REQUEST
Please report every line below that contains the word "peony", copying each such line in full.

──────── INFORMATION SHOWN

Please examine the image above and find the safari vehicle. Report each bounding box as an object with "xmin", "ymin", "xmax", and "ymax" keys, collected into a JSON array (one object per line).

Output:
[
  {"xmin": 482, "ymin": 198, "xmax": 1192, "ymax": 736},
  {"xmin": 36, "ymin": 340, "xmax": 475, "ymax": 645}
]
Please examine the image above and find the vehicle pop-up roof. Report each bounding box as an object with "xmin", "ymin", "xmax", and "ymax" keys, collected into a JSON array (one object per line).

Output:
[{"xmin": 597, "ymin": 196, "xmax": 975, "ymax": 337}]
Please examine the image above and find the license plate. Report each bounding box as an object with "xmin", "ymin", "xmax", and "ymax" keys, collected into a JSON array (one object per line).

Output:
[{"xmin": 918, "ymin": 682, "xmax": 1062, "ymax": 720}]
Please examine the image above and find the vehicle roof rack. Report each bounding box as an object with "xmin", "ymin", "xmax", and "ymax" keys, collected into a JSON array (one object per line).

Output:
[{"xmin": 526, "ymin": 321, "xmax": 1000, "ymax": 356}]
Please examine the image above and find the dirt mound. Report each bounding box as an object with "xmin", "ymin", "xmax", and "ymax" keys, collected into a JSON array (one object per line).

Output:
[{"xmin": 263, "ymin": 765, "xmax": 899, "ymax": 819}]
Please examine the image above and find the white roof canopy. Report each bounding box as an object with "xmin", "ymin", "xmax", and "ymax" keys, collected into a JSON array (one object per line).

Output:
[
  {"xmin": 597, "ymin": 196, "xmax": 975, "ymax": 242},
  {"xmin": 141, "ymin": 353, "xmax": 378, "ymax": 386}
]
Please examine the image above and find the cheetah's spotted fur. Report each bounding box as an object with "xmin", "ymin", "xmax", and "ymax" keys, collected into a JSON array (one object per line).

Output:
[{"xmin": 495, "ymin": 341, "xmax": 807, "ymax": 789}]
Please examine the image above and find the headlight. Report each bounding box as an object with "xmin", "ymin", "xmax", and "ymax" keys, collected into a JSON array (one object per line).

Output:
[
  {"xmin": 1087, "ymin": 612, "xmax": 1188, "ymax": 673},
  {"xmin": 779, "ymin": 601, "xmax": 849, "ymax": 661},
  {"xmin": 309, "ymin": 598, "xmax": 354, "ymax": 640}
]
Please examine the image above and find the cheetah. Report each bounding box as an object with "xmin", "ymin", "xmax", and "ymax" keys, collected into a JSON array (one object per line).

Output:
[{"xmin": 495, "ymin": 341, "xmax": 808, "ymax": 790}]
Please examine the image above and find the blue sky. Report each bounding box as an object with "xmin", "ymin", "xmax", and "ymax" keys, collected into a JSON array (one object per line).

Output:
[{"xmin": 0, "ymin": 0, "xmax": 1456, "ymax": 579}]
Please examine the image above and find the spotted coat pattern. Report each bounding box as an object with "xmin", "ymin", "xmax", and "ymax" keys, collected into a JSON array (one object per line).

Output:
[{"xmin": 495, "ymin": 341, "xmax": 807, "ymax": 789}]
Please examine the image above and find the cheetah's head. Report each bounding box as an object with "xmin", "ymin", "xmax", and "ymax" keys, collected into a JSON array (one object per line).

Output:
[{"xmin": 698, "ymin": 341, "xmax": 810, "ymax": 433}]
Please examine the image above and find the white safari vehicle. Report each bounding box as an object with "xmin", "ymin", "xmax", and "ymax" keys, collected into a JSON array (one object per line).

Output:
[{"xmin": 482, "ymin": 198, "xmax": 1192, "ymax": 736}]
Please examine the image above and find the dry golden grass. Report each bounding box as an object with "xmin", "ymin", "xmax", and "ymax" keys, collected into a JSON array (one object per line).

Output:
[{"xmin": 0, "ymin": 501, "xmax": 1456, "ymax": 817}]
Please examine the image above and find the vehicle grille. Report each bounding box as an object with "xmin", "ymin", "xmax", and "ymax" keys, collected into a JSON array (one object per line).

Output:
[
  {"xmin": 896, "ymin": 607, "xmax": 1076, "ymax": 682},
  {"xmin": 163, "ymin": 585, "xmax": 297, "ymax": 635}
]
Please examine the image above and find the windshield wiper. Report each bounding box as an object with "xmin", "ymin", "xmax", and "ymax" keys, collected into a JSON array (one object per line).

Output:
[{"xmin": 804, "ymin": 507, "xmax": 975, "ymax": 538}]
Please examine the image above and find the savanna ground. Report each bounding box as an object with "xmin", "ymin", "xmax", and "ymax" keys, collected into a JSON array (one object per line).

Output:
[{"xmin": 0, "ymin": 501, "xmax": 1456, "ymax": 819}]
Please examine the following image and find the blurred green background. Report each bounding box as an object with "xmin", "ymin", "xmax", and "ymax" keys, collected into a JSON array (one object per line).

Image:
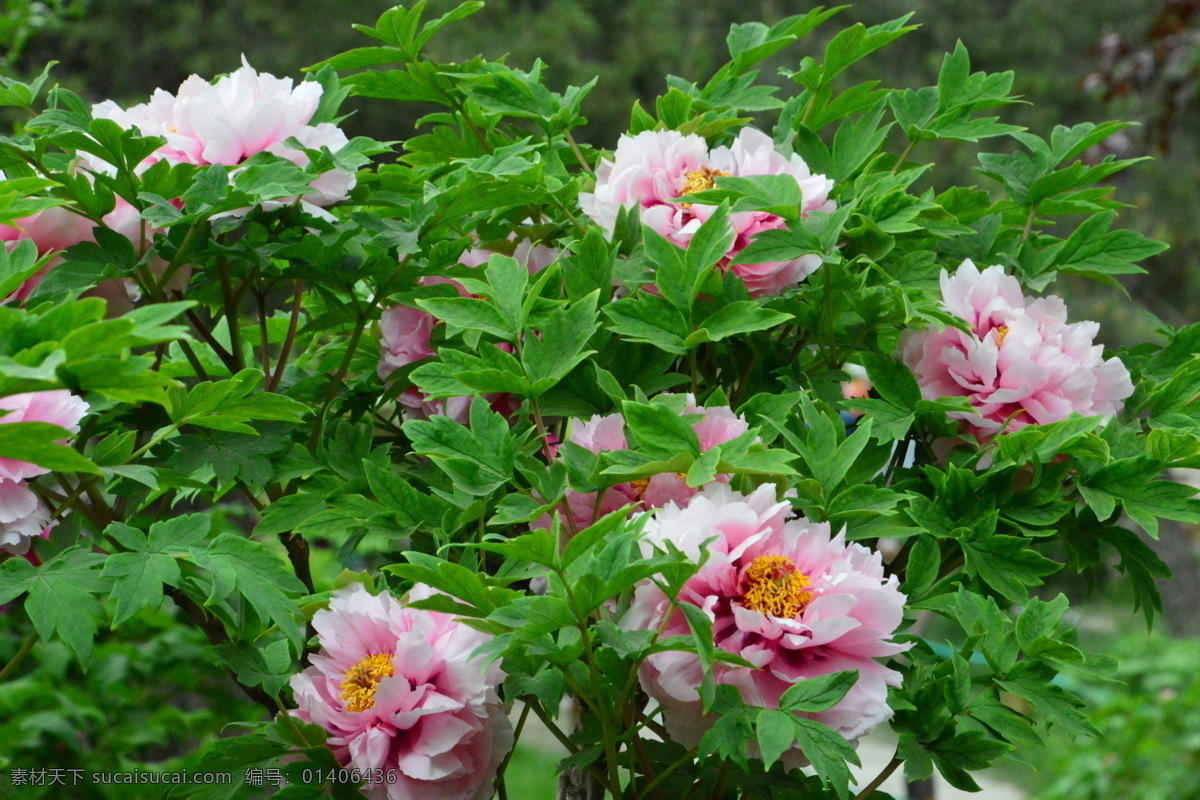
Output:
[{"xmin": 0, "ymin": 0, "xmax": 1200, "ymax": 800}]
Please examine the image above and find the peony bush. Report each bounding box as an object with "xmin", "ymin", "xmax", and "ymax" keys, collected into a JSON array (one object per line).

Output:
[{"xmin": 0, "ymin": 1, "xmax": 1200, "ymax": 800}]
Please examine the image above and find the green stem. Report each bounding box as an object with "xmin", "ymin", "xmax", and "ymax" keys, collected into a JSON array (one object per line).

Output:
[
  {"xmin": 217, "ymin": 258, "xmax": 246, "ymax": 372},
  {"xmin": 266, "ymin": 281, "xmax": 304, "ymax": 392},
  {"xmin": 1021, "ymin": 205, "xmax": 1038, "ymax": 245},
  {"xmin": 308, "ymin": 311, "xmax": 374, "ymax": 450},
  {"xmin": 496, "ymin": 703, "xmax": 529, "ymax": 800},
  {"xmin": 148, "ymin": 219, "xmax": 208, "ymax": 296},
  {"xmin": 251, "ymin": 288, "xmax": 271, "ymax": 385},
  {"xmin": 854, "ymin": 747, "xmax": 904, "ymax": 800}
]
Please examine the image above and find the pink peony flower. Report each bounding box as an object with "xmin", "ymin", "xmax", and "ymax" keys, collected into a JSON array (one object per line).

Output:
[
  {"xmin": 292, "ymin": 584, "xmax": 512, "ymax": 800},
  {"xmin": 91, "ymin": 56, "xmax": 356, "ymax": 211},
  {"xmin": 580, "ymin": 127, "xmax": 834, "ymax": 297},
  {"xmin": 0, "ymin": 389, "xmax": 89, "ymax": 481},
  {"xmin": 534, "ymin": 395, "xmax": 750, "ymax": 529},
  {"xmin": 622, "ymin": 483, "xmax": 907, "ymax": 768},
  {"xmin": 0, "ymin": 190, "xmax": 178, "ymax": 315},
  {"xmin": 0, "ymin": 205, "xmax": 92, "ymax": 302},
  {"xmin": 901, "ymin": 259, "xmax": 1133, "ymax": 440},
  {"xmin": 0, "ymin": 479, "xmax": 50, "ymax": 555}
]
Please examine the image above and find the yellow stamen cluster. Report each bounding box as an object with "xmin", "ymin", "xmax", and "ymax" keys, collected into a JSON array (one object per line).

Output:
[
  {"xmin": 742, "ymin": 553, "xmax": 814, "ymax": 619},
  {"xmin": 680, "ymin": 167, "xmax": 730, "ymax": 209},
  {"xmin": 342, "ymin": 652, "xmax": 395, "ymax": 711}
]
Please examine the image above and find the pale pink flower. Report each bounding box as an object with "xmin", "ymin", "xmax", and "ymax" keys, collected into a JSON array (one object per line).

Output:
[
  {"xmin": 0, "ymin": 191, "xmax": 177, "ymax": 309},
  {"xmin": 378, "ymin": 306, "xmax": 438, "ymax": 380},
  {"xmin": 292, "ymin": 584, "xmax": 512, "ymax": 800},
  {"xmin": 534, "ymin": 395, "xmax": 750, "ymax": 529},
  {"xmin": 90, "ymin": 56, "xmax": 355, "ymax": 210},
  {"xmin": 901, "ymin": 259, "xmax": 1133, "ymax": 440},
  {"xmin": 580, "ymin": 127, "xmax": 835, "ymax": 297},
  {"xmin": 0, "ymin": 389, "xmax": 89, "ymax": 481},
  {"xmin": 622, "ymin": 483, "xmax": 907, "ymax": 768},
  {"xmin": 0, "ymin": 205, "xmax": 94, "ymax": 302},
  {"xmin": 0, "ymin": 479, "xmax": 50, "ymax": 555}
]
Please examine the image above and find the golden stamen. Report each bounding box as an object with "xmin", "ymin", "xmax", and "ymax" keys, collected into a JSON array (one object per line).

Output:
[{"xmin": 742, "ymin": 553, "xmax": 814, "ymax": 619}]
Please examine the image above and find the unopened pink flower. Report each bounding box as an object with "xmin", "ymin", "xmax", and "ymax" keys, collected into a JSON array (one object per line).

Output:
[
  {"xmin": 622, "ymin": 483, "xmax": 907, "ymax": 768},
  {"xmin": 535, "ymin": 395, "xmax": 750, "ymax": 529},
  {"xmin": 292, "ymin": 584, "xmax": 512, "ymax": 800},
  {"xmin": 901, "ymin": 259, "xmax": 1133, "ymax": 439},
  {"xmin": 90, "ymin": 58, "xmax": 355, "ymax": 212},
  {"xmin": 580, "ymin": 127, "xmax": 834, "ymax": 297},
  {"xmin": 0, "ymin": 389, "xmax": 88, "ymax": 481},
  {"xmin": 0, "ymin": 206, "xmax": 92, "ymax": 302},
  {"xmin": 0, "ymin": 479, "xmax": 50, "ymax": 555}
]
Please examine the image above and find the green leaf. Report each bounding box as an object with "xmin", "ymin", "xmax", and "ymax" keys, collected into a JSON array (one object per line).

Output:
[
  {"xmin": 755, "ymin": 709, "xmax": 796, "ymax": 769},
  {"xmin": 904, "ymin": 535, "xmax": 942, "ymax": 597},
  {"xmin": 679, "ymin": 602, "xmax": 716, "ymax": 674},
  {"xmin": 961, "ymin": 531, "xmax": 1062, "ymax": 603},
  {"xmin": 403, "ymin": 398, "xmax": 515, "ymax": 497},
  {"xmin": 17, "ymin": 547, "xmax": 106, "ymax": 669},
  {"xmin": 0, "ymin": 417, "xmax": 101, "ymax": 475},
  {"xmin": 779, "ymin": 669, "xmax": 858, "ymax": 712},
  {"xmin": 523, "ymin": 291, "xmax": 600, "ymax": 396},
  {"xmin": 191, "ymin": 534, "xmax": 305, "ymax": 651},
  {"xmin": 930, "ymin": 730, "xmax": 1012, "ymax": 792},
  {"xmin": 416, "ymin": 297, "xmax": 516, "ymax": 342},
  {"xmin": 486, "ymin": 253, "xmax": 529, "ymax": 333},
  {"xmin": 101, "ymin": 553, "xmax": 180, "ymax": 627},
  {"xmin": 684, "ymin": 300, "xmax": 792, "ymax": 347},
  {"xmin": 622, "ymin": 401, "xmax": 700, "ymax": 459},
  {"xmin": 793, "ymin": 717, "xmax": 860, "ymax": 800}
]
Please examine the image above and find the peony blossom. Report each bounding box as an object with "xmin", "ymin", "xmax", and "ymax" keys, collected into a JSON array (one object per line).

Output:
[
  {"xmin": 292, "ymin": 584, "xmax": 512, "ymax": 800},
  {"xmin": 92, "ymin": 58, "xmax": 356, "ymax": 211},
  {"xmin": 622, "ymin": 483, "xmax": 907, "ymax": 768},
  {"xmin": 376, "ymin": 240, "xmax": 558, "ymax": 423},
  {"xmin": 901, "ymin": 259, "xmax": 1133, "ymax": 440},
  {"xmin": 0, "ymin": 183, "xmax": 178, "ymax": 307},
  {"xmin": 0, "ymin": 479, "xmax": 50, "ymax": 555},
  {"xmin": 580, "ymin": 128, "xmax": 834, "ymax": 297},
  {"xmin": 0, "ymin": 389, "xmax": 88, "ymax": 481},
  {"xmin": 535, "ymin": 395, "xmax": 750, "ymax": 529}
]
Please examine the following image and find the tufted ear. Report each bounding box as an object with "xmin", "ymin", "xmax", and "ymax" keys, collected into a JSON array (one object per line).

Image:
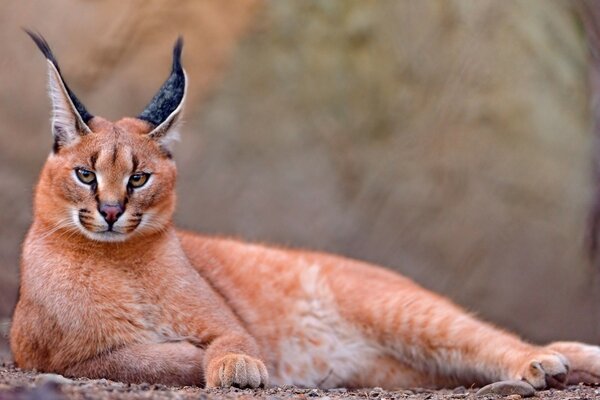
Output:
[
  {"xmin": 138, "ymin": 36, "xmax": 187, "ymax": 152},
  {"xmin": 25, "ymin": 30, "xmax": 93, "ymax": 153}
]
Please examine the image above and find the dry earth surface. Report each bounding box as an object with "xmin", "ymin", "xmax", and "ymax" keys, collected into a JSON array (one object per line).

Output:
[{"xmin": 0, "ymin": 363, "xmax": 600, "ymax": 400}]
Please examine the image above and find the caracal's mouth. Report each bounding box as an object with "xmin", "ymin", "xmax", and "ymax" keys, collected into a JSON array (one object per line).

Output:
[{"xmin": 73, "ymin": 211, "xmax": 141, "ymax": 242}]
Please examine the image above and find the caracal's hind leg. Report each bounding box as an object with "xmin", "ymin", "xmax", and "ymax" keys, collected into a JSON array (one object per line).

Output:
[
  {"xmin": 323, "ymin": 260, "xmax": 572, "ymax": 389},
  {"xmin": 546, "ymin": 342, "xmax": 600, "ymax": 384},
  {"xmin": 63, "ymin": 342, "xmax": 204, "ymax": 386}
]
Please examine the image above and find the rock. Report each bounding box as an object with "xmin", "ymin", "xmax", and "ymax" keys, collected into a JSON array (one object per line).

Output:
[{"xmin": 476, "ymin": 381, "xmax": 535, "ymax": 397}]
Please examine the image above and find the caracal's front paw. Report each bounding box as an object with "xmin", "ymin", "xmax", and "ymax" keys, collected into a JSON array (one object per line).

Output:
[
  {"xmin": 546, "ymin": 342, "xmax": 600, "ymax": 384},
  {"xmin": 516, "ymin": 349, "xmax": 570, "ymax": 389},
  {"xmin": 206, "ymin": 354, "xmax": 269, "ymax": 388}
]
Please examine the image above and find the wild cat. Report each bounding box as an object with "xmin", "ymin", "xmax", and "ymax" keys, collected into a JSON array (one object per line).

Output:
[{"xmin": 11, "ymin": 32, "xmax": 600, "ymax": 388}]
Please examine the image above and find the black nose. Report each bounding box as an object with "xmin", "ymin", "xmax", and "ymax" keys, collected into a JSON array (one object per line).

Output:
[{"xmin": 98, "ymin": 203, "xmax": 123, "ymax": 226}]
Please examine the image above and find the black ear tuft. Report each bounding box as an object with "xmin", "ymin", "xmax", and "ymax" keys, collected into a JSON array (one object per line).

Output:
[
  {"xmin": 138, "ymin": 36, "xmax": 186, "ymax": 127},
  {"xmin": 23, "ymin": 28, "xmax": 94, "ymax": 124}
]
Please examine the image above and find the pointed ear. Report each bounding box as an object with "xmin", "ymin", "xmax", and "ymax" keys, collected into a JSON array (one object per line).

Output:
[
  {"xmin": 138, "ymin": 37, "xmax": 187, "ymax": 153},
  {"xmin": 25, "ymin": 30, "xmax": 93, "ymax": 152}
]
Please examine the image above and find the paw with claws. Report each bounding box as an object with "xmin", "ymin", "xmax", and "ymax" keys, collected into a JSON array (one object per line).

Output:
[
  {"xmin": 516, "ymin": 350, "xmax": 570, "ymax": 389},
  {"xmin": 206, "ymin": 354, "xmax": 269, "ymax": 388},
  {"xmin": 546, "ymin": 342, "xmax": 600, "ymax": 385}
]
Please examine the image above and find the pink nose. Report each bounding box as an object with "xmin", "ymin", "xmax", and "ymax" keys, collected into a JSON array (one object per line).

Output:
[{"xmin": 100, "ymin": 204, "xmax": 123, "ymax": 226}]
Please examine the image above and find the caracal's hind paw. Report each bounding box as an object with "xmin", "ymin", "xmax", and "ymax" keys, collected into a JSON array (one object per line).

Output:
[
  {"xmin": 516, "ymin": 349, "xmax": 570, "ymax": 389},
  {"xmin": 546, "ymin": 342, "xmax": 600, "ymax": 385},
  {"xmin": 206, "ymin": 354, "xmax": 269, "ymax": 388}
]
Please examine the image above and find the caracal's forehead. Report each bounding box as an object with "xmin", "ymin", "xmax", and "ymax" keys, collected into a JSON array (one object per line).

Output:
[{"xmin": 62, "ymin": 117, "xmax": 166, "ymax": 174}]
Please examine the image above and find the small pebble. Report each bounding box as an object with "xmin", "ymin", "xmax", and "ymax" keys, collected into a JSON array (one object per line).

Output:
[{"xmin": 476, "ymin": 381, "xmax": 535, "ymax": 397}]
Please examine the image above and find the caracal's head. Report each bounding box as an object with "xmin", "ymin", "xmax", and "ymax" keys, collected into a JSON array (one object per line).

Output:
[{"xmin": 27, "ymin": 32, "xmax": 186, "ymax": 242}]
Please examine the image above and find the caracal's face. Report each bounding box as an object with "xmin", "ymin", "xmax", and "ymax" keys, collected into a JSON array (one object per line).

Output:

────────────────

EXERCISE OUTPUT
Please examine the image above and find the peony bush. Report each bounding box as an object with "xmin", "ymin", "xmax", and "ymax" keys, collected into a JSON array (one object per line).
Please examine the image above and find the pink peony flower. Report each bounding box as an object with "xmin", "ymin", "xmax", and "ymax" keys, collected into a JSON array (one object per line).
Please examine the image above and find the peony blossom. Report each bounding box as an object with "xmin", "ymin", "xmax", and "ymax" keys, collected into a JSON array (one object per line).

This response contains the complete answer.